» ASSIGNMENT:
Which lines hold the string "flag"? Copy each of them from the material below.

» EXTRACTED RECORDS:
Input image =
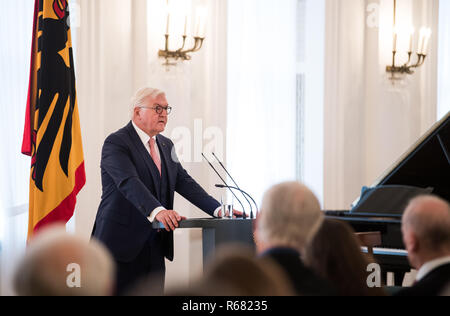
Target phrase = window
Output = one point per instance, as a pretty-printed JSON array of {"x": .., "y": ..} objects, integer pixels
[
  {"x": 444, "y": 60},
  {"x": 275, "y": 89},
  {"x": 15, "y": 32}
]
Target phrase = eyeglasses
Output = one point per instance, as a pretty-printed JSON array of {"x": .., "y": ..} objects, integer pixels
[{"x": 159, "y": 109}]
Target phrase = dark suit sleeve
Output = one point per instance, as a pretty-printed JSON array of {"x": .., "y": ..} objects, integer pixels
[
  {"x": 117, "y": 162},
  {"x": 193, "y": 192}
]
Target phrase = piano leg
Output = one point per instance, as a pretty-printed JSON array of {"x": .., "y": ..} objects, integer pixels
[{"x": 399, "y": 276}]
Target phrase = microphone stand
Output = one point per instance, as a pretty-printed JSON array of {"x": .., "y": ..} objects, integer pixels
[
  {"x": 243, "y": 193},
  {"x": 237, "y": 186},
  {"x": 226, "y": 185}
]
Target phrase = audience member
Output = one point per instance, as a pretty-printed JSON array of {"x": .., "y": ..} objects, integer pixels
[
  {"x": 59, "y": 264},
  {"x": 335, "y": 254},
  {"x": 426, "y": 235},
  {"x": 234, "y": 271},
  {"x": 290, "y": 216}
]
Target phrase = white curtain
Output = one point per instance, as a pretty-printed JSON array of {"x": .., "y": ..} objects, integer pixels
[
  {"x": 444, "y": 60},
  {"x": 261, "y": 93},
  {"x": 15, "y": 35}
]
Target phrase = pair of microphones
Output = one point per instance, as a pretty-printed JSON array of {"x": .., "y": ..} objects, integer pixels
[{"x": 233, "y": 188}]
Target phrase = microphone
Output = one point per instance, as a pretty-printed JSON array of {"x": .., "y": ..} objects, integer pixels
[
  {"x": 237, "y": 186},
  {"x": 226, "y": 185},
  {"x": 243, "y": 193}
]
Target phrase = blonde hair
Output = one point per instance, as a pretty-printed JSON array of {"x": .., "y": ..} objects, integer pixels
[{"x": 290, "y": 216}]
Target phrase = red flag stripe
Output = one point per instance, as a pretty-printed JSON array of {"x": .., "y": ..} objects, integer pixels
[{"x": 65, "y": 210}]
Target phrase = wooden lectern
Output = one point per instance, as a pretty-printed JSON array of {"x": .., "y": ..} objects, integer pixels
[{"x": 218, "y": 232}]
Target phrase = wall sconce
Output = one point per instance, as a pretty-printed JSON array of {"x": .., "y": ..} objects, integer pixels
[
  {"x": 422, "y": 49},
  {"x": 172, "y": 56}
]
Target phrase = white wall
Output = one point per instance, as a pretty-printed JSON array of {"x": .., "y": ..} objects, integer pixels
[{"x": 369, "y": 122}]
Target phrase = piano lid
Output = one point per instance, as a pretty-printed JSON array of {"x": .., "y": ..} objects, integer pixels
[{"x": 426, "y": 163}]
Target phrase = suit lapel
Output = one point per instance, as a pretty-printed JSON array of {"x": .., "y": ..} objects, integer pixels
[{"x": 151, "y": 167}]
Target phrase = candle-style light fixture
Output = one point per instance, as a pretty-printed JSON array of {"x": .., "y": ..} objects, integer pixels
[
  {"x": 422, "y": 49},
  {"x": 172, "y": 56}
]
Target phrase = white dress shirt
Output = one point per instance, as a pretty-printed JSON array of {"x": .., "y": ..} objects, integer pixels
[
  {"x": 145, "y": 139},
  {"x": 430, "y": 266}
]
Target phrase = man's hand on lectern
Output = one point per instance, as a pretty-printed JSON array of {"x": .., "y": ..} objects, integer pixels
[{"x": 170, "y": 219}]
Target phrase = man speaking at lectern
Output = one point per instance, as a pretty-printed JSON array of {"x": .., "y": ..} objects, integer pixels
[{"x": 139, "y": 179}]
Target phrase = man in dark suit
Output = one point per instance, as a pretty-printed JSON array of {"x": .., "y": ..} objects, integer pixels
[
  {"x": 140, "y": 174},
  {"x": 426, "y": 235},
  {"x": 290, "y": 216}
]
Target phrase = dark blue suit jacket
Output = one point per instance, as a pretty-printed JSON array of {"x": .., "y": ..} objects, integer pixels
[{"x": 132, "y": 190}]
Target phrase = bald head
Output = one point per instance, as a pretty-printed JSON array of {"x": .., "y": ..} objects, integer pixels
[
  {"x": 428, "y": 218},
  {"x": 290, "y": 216},
  {"x": 53, "y": 260}
]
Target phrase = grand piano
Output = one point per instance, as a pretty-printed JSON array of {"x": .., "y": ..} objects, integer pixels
[{"x": 425, "y": 167}]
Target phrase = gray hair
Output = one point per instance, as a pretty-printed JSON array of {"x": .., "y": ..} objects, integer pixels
[
  {"x": 47, "y": 266},
  {"x": 290, "y": 216},
  {"x": 428, "y": 217},
  {"x": 141, "y": 96}
]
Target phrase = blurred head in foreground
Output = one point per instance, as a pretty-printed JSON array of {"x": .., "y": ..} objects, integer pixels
[{"x": 59, "y": 264}]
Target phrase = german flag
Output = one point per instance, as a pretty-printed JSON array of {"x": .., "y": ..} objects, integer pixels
[{"x": 52, "y": 135}]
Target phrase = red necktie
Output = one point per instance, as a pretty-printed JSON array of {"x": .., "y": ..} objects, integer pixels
[{"x": 154, "y": 155}]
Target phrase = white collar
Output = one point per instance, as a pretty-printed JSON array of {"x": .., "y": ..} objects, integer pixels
[
  {"x": 430, "y": 266},
  {"x": 142, "y": 135}
]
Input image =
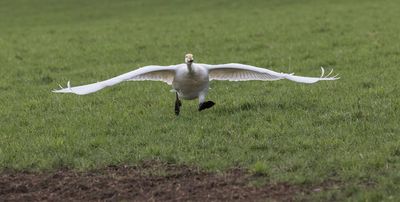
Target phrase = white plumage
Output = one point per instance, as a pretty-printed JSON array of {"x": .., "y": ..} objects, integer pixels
[{"x": 191, "y": 80}]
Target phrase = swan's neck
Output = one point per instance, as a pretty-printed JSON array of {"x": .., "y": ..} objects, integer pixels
[{"x": 189, "y": 65}]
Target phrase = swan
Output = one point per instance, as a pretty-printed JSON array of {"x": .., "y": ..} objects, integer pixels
[{"x": 190, "y": 80}]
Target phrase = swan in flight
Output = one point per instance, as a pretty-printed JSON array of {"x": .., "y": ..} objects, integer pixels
[{"x": 191, "y": 80}]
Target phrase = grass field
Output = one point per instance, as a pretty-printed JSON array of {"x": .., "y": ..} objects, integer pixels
[{"x": 346, "y": 130}]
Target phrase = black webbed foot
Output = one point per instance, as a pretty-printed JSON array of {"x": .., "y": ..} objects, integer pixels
[
  {"x": 178, "y": 105},
  {"x": 206, "y": 105}
]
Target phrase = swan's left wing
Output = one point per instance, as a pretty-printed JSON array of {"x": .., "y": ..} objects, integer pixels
[
  {"x": 241, "y": 72},
  {"x": 152, "y": 72}
]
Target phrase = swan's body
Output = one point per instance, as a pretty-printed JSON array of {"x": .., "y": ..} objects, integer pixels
[{"x": 191, "y": 80}]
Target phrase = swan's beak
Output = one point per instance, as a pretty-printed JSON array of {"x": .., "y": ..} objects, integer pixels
[{"x": 189, "y": 58}]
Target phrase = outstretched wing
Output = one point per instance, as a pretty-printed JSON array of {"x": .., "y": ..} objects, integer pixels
[
  {"x": 241, "y": 72},
  {"x": 152, "y": 72}
]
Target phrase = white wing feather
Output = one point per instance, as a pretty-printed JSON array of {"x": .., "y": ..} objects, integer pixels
[
  {"x": 152, "y": 72},
  {"x": 241, "y": 72}
]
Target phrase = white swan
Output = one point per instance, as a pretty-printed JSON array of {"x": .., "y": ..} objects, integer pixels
[{"x": 191, "y": 80}]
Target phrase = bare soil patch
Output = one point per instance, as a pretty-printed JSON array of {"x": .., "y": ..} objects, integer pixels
[{"x": 150, "y": 181}]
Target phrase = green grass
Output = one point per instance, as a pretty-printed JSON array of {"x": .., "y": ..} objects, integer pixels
[{"x": 347, "y": 130}]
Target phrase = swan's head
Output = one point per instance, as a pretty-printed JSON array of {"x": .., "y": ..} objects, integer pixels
[{"x": 189, "y": 58}]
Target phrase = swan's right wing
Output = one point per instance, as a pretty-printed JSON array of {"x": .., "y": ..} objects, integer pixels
[
  {"x": 242, "y": 72},
  {"x": 152, "y": 72}
]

» OUTPUT FOR THIS EXERCISE:
Target phrase = red flag stripe
Target phrase = german flag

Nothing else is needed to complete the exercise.